• Excerpted text:
%%

KANSAS CITY, MO (KCTV) -- People being urged to keep contact with friends and family through the coronavirus crisis as a new troubling trend sets in across the metro and nation.
"Beyond all of the washing hands, is talking with your loved ones about what's important to you in your living," said Dr. Mitchell Douglass, University of Kansas Health System Marillac Campus medical director.
Doctors say there has been a major drop in calls for non-coronavirus help and concerns. That includes everything from heart attacks to mental health.
"There's probably a lot of reasons people aren't coming. Maybe they're trying to stay at home, or being afraid that they could get sicker if they come to the hospital. I think it's so important to know all of the efforts the hospital takes to make sure this place is safe for all of the patients and for the providers who are here," Douglass said.
Douglass says it's numbers for teens and youth at risk of self harm and suicide have also dropped -- many waiting until their breaking point.

%%

• Extracted records:
%%

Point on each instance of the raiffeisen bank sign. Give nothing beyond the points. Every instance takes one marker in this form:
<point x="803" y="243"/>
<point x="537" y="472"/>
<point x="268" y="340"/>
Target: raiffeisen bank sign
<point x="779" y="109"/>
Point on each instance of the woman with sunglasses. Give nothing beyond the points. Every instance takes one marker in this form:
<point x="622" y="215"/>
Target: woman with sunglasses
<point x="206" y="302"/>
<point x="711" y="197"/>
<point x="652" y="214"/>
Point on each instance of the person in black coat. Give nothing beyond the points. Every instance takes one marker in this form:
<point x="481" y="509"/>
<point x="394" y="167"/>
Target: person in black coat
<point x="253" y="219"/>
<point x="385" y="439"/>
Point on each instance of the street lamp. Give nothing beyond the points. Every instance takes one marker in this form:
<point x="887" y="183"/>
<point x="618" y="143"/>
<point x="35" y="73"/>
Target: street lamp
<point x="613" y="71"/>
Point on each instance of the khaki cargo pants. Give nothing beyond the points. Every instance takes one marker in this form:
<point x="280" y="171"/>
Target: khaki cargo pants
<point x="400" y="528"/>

%%
%%

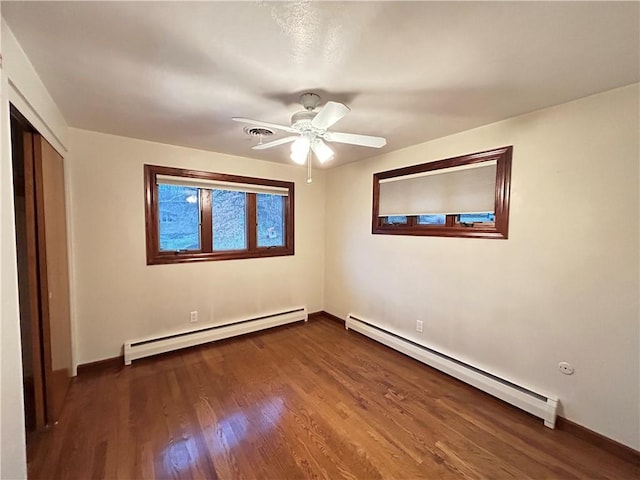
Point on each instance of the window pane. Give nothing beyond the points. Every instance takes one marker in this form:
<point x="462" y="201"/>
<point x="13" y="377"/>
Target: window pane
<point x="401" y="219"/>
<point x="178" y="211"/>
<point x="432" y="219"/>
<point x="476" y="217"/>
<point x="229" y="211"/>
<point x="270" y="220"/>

%%

• Tasks to carry out:
a: In the news report on the coronavirus crisis, what reasons does Douglass give for people not coming to the hospital? Answer in one to three sentences.
b: Carry on the news report on the coronavirus crisis from the point where it stops.

• Responses for each task:
a: Douglass says people may be trying to stay at home. They may also be afraid that they could get sicker if they come to the hospital.

b:
"What we are seeing is that patients are coming in after very severe near lethal suicide attempts, and I'm very worried there are families out there with children, adolescents who are showing warning signs that they are at risk of attempting suicide but their families are scared to come to the hospital for fear of the coronavirus," Douglass said.
He says the hospital is taking precautionary steps to keep patients and staff safe including checking temperatures twice daily, wearing masks and cleaning vigorously.
If you or anyone you know is having trouble and dealing with thoughts of suicide, the National Suicide Prevention Lifeline is still open. Call 1-800-273-8255 to get help now.